## SHORT TASK
Please restate the following records word for word.

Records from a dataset
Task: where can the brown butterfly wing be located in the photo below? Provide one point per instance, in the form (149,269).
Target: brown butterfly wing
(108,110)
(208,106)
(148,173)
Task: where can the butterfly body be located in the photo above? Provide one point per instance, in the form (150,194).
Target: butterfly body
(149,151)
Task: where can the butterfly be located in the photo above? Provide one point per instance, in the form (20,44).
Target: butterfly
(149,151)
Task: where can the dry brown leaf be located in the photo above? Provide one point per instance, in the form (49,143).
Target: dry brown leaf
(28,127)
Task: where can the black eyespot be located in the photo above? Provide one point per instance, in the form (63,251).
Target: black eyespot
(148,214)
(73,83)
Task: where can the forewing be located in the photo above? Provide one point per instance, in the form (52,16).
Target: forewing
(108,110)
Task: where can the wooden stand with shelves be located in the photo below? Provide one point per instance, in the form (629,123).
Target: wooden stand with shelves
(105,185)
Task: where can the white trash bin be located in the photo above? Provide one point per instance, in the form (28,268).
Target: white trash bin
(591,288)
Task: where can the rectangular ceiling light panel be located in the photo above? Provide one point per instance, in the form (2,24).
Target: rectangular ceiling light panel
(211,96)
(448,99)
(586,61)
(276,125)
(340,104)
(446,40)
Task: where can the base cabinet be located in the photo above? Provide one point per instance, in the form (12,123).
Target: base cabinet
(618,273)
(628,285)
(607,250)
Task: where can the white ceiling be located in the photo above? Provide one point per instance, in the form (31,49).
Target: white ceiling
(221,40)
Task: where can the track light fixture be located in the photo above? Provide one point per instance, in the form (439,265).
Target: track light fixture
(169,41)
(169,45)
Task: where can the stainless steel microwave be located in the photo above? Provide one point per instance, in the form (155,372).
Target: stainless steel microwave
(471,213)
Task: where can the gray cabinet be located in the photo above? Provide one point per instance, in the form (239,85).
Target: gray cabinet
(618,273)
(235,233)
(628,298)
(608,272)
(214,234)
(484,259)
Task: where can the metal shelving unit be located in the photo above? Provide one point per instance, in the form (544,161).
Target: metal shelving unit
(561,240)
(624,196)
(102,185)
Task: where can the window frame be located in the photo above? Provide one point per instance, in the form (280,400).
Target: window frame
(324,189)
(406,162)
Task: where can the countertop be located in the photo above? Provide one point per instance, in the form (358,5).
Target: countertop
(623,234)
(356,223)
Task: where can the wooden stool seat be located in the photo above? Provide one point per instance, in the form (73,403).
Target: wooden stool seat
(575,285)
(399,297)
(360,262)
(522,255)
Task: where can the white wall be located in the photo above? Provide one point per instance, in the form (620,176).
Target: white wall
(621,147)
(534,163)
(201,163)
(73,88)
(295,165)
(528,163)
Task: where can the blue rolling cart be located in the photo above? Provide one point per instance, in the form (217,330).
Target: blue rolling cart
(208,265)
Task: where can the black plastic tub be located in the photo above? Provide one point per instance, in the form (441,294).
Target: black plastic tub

## RESPONSE TO THIS EXERCISE
Task: where can the brown butterfly wing be located in the photo below? Provide one point per instance, in the form (149,269).
Target: brown butterfly wing
(108,110)
(208,106)
(148,173)
Task: where can the butterfly body be located in the photo above? Provide one point per instance, in the form (150,194).
Target: butterfly body
(149,151)
Task: where can the butterfly be located in the photo above? Provide one point per instance, in the form (20,44).
Target: butterfly
(149,151)
Task: where can the dry brown leaf be located in the photo above? Provide one point per instance, in the form (49,143).
Target: dry brown leaf
(28,127)
Task: where can the black eyespot be located in the photo above? Provide one point per instance, in the form (63,251).
Target: black eyespot
(148,214)
(73,83)
Task: where can the forewing be located in the photo above? Provide one point per instance, in the form (52,16).
Target: forewing
(108,110)
Task: where can the wooden stand with shelves be located in the photo below? Provide one point per instance, in the form (629,123).
Target: wooden stand with shelves
(105,185)
Task: where can the white trash bin be located in the photo above? Provide one point per instance, in the form (28,268).
Target: white trash bin
(591,288)
Task: where can the rectangular ceiling light panel be located in the photo above? Provide one point per instance, in the form (2,24).
Target: rectangular ceiling light panel
(211,96)
(448,99)
(586,61)
(276,125)
(340,104)
(446,40)
Task: where can the base cabinet be located in the photo above? Provide one point per instance, in the form (12,123).
Target: base cabinet
(618,273)
(628,285)
(607,250)
Task: where can the white ceiling be located in the photo above? Provide one point per instance, in the form (31,49).
Target: white ceiling
(221,40)
Task: where can the track light fixture be located in the photo above? Provide one point per instance, in the form (439,265).
Target: track light fixture
(169,41)
(169,45)
Task: where can the stainless steel microwave be located in the photo above? Provide one point per instance, in the form (155,372).
Target: stainless steel microwave
(471,213)
Task: where can the gray cabinet be located in the photo above? Provide one point per instance, in the form (239,85).
Target: gray cabinet
(618,273)
(235,233)
(628,298)
(608,272)
(214,234)
(484,259)
Task: where can the metal shelving unit be located in the photo above? Provide one point per instance, in the form (544,161).
Target: metal shelving unit
(561,240)
(624,196)
(102,185)
Task: where can the window frame be located in the photo above? Provide one point per instance, in the form (280,400).
Target: window frame
(324,189)
(406,162)
Task: where can the countertop be located in the photo above? Provide one point per instance, in the form (358,5).
Target: countertop
(623,234)
(356,223)
Task: where can the wooden stool seat be located in the photo above? Provide one point per instance, in the form (73,403).
Target: wooden stool seat
(575,285)
(399,297)
(360,262)
(522,255)
Task: where can the white wall be located in the photo above? Provide one point per instance, in the form (620,176).
Target: white wall
(621,147)
(534,163)
(201,163)
(73,88)
(295,165)
(528,163)
Task: where can the blue rolling cart be located in the photo above? Provide one point per instance, in the form (217,330).
Target: blue rolling cart
(208,265)
Task: where can the black plastic tub be located in the photo above? Provide one point per instance, in the form (441,294).
Target: black plastic tub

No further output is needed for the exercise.